**Short exercise 1:**
Copy the records word for word, from the start of the records through the line that contains "xmin=0 ymin=385 xmax=10 ymax=490", and leave the pictures out of your answer.

= = = = = = =

# Twin paradox without acceleration - A different question

1. Jan 26, 2014

### rede96

Hi, I noticed this topic already being discussed but didn't want to hijack the thread with a different question. I don't know if this has been asked before but if it has I couldn't find it.

I was watching something recently about quantum physics and entanglement and it mentioned something about how teleportation (beaming from one place to another instantly) is something that could be possible, at least in theory. So it got me thinking...

Imagine two planets separated by some cosmically large distance. There are a set of twins who are both on Planet A when a space ship passes by at some relatively fast speed heading towards Planet B. One of the twins beams aboard the space ship and heads off towards planet B. At the point when the space ship passes Planet B (In the travelling twins frame) the twin beams onto a second space ship heading in the opposite direction back towards Planet A.

When the space ship passes Planet A the travelling twin beams back down to be with his twin brother.

As the travelling twin has not gone through acceleration (at least not as I understand it) will he still have aged less than his brother?

Or does the process of beaming instantly (as we are talking about entanglement) constitute acceleration?

Or is this just a stupid question :)

= = = = = = =

**Short exercise 2:**
List each place the travelling twin beams to in the forum post about the twin paradox.

= = = = = = =

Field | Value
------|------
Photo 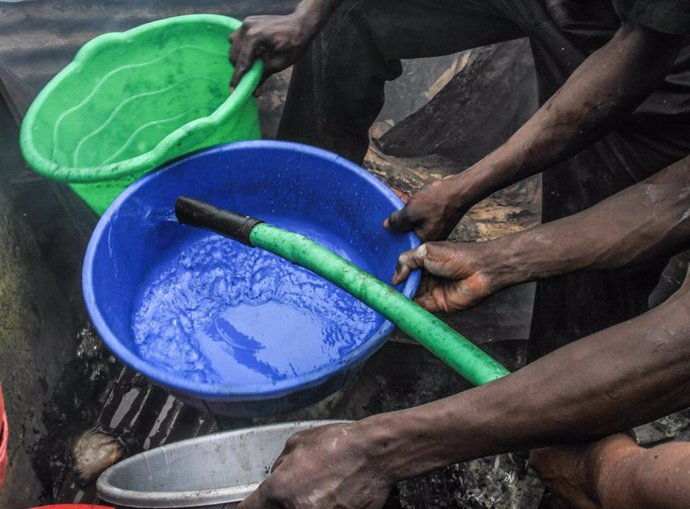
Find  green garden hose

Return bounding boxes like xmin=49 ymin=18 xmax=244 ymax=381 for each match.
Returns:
xmin=175 ymin=196 xmax=510 ymax=385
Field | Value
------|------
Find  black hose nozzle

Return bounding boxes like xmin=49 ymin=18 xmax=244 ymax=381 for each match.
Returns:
xmin=175 ymin=196 xmax=263 ymax=246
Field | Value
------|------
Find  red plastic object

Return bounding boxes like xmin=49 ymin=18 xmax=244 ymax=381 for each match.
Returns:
xmin=0 ymin=385 xmax=10 ymax=490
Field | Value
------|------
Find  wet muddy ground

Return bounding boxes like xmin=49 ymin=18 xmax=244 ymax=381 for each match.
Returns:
xmin=0 ymin=0 xmax=690 ymax=509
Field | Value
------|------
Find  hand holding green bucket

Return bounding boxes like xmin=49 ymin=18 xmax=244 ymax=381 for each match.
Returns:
xmin=20 ymin=14 xmax=262 ymax=214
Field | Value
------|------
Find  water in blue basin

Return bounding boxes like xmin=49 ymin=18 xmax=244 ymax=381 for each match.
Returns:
xmin=132 ymin=233 xmax=382 ymax=385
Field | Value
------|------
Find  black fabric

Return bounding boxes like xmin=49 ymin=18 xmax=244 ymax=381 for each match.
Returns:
xmin=613 ymin=0 xmax=690 ymax=35
xmin=279 ymin=0 xmax=690 ymax=359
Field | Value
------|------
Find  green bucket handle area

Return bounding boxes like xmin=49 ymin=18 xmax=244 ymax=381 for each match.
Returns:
xmin=20 ymin=14 xmax=263 ymax=214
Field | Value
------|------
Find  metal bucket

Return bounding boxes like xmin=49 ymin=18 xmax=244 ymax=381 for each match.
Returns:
xmin=97 ymin=421 xmax=344 ymax=509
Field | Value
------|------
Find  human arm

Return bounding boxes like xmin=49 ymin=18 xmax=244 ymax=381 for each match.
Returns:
xmin=385 ymin=21 xmax=684 ymax=240
xmin=530 ymin=433 xmax=690 ymax=509
xmin=393 ymin=153 xmax=690 ymax=311
xmin=240 ymin=268 xmax=690 ymax=509
xmin=230 ymin=0 xmax=342 ymax=87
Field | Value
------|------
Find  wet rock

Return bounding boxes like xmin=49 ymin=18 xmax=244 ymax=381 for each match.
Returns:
xmin=380 ymin=39 xmax=537 ymax=169
xmin=71 ymin=429 xmax=125 ymax=483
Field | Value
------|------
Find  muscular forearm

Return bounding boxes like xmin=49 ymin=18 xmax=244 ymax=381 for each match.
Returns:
xmin=295 ymin=0 xmax=343 ymax=33
xmin=440 ymin=21 xmax=683 ymax=206
xmin=355 ymin=287 xmax=690 ymax=480
xmin=481 ymin=157 xmax=690 ymax=288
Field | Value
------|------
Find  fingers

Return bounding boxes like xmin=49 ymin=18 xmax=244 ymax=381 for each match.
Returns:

= = = = = = =

**Written reply 1:**
Field | Value
------|------
Photo 
Find  green garden hose

Return bounding boxes like xmin=49 ymin=18 xmax=244 ymax=381 for each match.
Returns:
xmin=175 ymin=196 xmax=510 ymax=385
Field | Value
------|------
Find  black hose nozzle

Return bounding boxes like xmin=49 ymin=18 xmax=244 ymax=381 for each match.
Returns:
xmin=175 ymin=196 xmax=263 ymax=246
Field | Value
------|------
Find  red plastic object

Return bounding boxes like xmin=49 ymin=18 xmax=244 ymax=381 for each match.
Returns:
xmin=0 ymin=385 xmax=10 ymax=490

**Written reply 2:**
- Aboard the space ship heading toward Planet B
- Onto a second space ship heading back toward Planet A
- Back down to Planet A, to be with his twin brother